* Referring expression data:
==================================================
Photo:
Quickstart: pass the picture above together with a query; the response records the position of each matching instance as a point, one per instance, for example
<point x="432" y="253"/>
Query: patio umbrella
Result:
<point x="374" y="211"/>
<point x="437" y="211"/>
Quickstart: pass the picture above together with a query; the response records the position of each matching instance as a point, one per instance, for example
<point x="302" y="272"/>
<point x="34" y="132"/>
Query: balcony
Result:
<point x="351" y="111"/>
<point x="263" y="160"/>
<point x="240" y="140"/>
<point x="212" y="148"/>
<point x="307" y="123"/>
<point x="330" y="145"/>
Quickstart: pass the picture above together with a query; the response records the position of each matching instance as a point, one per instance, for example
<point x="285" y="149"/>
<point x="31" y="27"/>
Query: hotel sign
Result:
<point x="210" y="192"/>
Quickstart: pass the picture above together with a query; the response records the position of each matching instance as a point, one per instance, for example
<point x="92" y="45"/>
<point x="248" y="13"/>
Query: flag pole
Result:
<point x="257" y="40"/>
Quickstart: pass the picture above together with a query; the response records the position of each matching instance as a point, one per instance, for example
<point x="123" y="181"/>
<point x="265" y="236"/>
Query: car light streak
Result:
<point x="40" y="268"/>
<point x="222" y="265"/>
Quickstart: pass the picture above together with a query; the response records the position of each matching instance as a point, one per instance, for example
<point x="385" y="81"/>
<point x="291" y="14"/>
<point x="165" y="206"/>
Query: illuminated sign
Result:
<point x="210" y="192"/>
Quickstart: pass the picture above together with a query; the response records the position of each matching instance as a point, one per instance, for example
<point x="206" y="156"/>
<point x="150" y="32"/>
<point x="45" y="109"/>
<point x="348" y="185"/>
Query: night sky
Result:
==================================================
* Task to complete: Restate the data in full so that no line differs from the original.

* Answer to the exercise:
Photo:
Quickstart: pass the picture above together with a query; the response records the position of each matching instance as a point, one per instance, for example
<point x="432" y="253"/>
Query: patio umbrella
Result:
<point x="374" y="211"/>
<point x="437" y="211"/>
Quickstart: pass the picture above together with a query; the response records the position of each matching instance as a point, one per instance, for example
<point x="302" y="272"/>
<point x="34" y="132"/>
Query: balcony
Result:
<point x="351" y="111"/>
<point x="263" y="160"/>
<point x="240" y="140"/>
<point x="212" y="148"/>
<point x="307" y="123"/>
<point x="330" y="145"/>
Quickstart: pass the picture above together with a query; the response records the position of each matching instance as a point, one per instance, for example
<point x="285" y="149"/>
<point x="31" y="27"/>
Query: hotel sign
Result:
<point x="210" y="192"/>
Quickstart: pass the picture above together with a query; the response records the position of each matching instance as a point, one per instance, for example
<point x="92" y="45"/>
<point x="248" y="13"/>
Query: flag pole
Result:
<point x="257" y="40"/>
Quickstart: pass the picture above together with a query; the response records the position of each matching instance as a point, one per instance, for example
<point x="123" y="181"/>
<point x="265" y="236"/>
Query: car light streak
Result:
<point x="40" y="268"/>
<point x="222" y="265"/>
Quickstart: pass the picture above together with a query; the response records the position of each matching instance as a point, one per instance, for example
<point x="385" y="81"/>
<point x="291" y="14"/>
<point x="165" y="206"/>
Query: illuminated sign
Result:
<point x="210" y="192"/>
Quickstart: pass the picture above together with a query; the response records the position of each matching instance as a point, one per instance, for example
<point x="206" y="156"/>
<point x="150" y="32"/>
<point x="45" y="109"/>
<point x="348" y="185"/>
Query: night sky
Result:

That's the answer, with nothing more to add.